----- Input material

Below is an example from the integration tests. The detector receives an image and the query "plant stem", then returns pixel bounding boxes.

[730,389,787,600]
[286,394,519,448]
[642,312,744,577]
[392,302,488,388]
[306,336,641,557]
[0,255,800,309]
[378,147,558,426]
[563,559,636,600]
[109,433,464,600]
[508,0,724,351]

----------

Please swap "plant stem" for "leaf" and repeat the records with everything else left as it is.

Below is an example from the integration tests. The detector receives an image and the query "leaf", then returns pixel bounding boxes.

[730,389,787,600]
[286,394,519,448]
[642,312,744,577]
[392,302,488,388]
[306,336,641,557]
[0,255,800,309]
[378,147,558,426]
[563,559,636,600]
[109,433,464,600]
[508,0,724,351]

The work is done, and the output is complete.